- [RECORDS SUPPLIED]
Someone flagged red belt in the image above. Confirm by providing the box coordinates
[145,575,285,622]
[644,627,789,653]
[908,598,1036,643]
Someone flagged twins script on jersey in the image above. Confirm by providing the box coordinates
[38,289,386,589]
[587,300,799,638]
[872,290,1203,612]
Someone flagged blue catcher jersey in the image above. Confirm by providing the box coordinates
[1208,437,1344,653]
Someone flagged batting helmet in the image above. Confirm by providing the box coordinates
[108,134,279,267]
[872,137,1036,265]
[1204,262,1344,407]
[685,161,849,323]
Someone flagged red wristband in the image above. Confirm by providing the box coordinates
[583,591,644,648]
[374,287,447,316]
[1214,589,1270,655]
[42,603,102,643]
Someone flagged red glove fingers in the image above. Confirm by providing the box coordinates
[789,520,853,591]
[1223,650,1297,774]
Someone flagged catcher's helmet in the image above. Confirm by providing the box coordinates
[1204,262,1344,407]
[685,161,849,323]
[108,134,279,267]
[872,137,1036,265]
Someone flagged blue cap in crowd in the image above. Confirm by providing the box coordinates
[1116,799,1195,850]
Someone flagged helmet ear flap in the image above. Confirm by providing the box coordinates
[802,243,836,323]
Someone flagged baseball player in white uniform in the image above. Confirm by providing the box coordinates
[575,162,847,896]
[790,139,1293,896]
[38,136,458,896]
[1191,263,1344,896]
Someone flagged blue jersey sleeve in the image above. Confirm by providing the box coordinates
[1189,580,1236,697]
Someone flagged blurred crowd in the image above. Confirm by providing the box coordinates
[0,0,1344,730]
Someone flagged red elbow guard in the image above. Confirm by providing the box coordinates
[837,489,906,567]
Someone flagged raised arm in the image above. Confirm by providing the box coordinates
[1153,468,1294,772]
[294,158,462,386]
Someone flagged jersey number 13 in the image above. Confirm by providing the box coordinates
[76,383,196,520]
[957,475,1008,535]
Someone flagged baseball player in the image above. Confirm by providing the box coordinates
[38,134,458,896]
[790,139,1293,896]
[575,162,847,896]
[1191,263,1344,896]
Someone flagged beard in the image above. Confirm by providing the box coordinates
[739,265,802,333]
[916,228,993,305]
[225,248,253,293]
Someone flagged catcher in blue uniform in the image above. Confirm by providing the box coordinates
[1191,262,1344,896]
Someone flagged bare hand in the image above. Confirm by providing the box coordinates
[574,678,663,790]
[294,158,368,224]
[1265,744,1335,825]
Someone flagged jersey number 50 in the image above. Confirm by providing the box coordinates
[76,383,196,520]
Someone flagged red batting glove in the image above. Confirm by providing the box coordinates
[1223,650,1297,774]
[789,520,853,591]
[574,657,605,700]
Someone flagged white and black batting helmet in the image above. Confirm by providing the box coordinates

- [WHAT YOU NEED TO DO] Starting with the line that contains "Someone flagged baseball player in the" and going on through the last of the lines above, write those lines out again word for word.

- [THE SOLUTION]
Someone flagged baseball player in the image above. Confirm by providing the box coordinates
[38,134,458,896]
[790,139,1293,896]
[575,162,847,896]
[1191,263,1344,896]
Someone flagged beard in the image above. Confirm by providing the box coordinates
[739,265,802,333]
[916,228,993,305]
[225,248,253,293]
Someone flagged catcher in blue uniform in the image above. Confirm by providing the box coordinates
[1191,262,1344,896]
Someone flagged bare hand in the image above. Confirm by providing the box coordinates
[574,678,663,790]
[294,158,368,224]
[1265,744,1335,825]
Someone flagged jersey number 50 in the image above. Confirm by providing the box coordinates
[76,383,196,520]
Someone flagged red batting glove in the image above. Confirm by providing the box coordinates
[1223,650,1297,774]
[789,520,853,591]
[574,657,605,700]
Someone flagged white and black batting helmet in the image above. Confirm by providing the box coordinates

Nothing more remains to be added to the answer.